* **Problem**: Transcribe the following lines without any changes, omitting the pictures from your answer.

--- Begin Working data ---

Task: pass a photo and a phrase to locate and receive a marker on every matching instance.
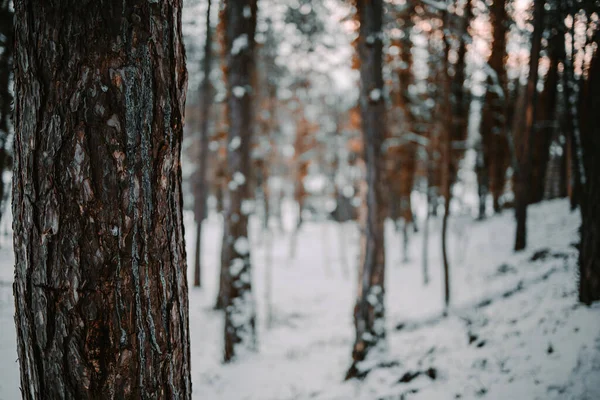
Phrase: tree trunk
(494, 143)
(523, 172)
(589, 255)
(100, 276)
(369, 308)
(202, 194)
(426, 239)
(6, 67)
(240, 24)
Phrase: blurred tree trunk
(491, 171)
(202, 189)
(100, 277)
(522, 177)
(369, 308)
(6, 67)
(546, 118)
(239, 21)
(589, 255)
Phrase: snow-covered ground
(515, 329)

--- End Working data ---

* **The output**:
Task: pass a photo and a phrase to locate and receive a marker on every matching instance.
Phrase: tree trunk
(494, 143)
(523, 172)
(589, 255)
(100, 276)
(369, 308)
(202, 194)
(426, 239)
(6, 67)
(240, 24)
Phrase: blurred tree trunk
(491, 171)
(202, 189)
(100, 277)
(522, 177)
(369, 308)
(6, 67)
(546, 118)
(239, 21)
(589, 255)
Phrase: snow-covered ground
(515, 329)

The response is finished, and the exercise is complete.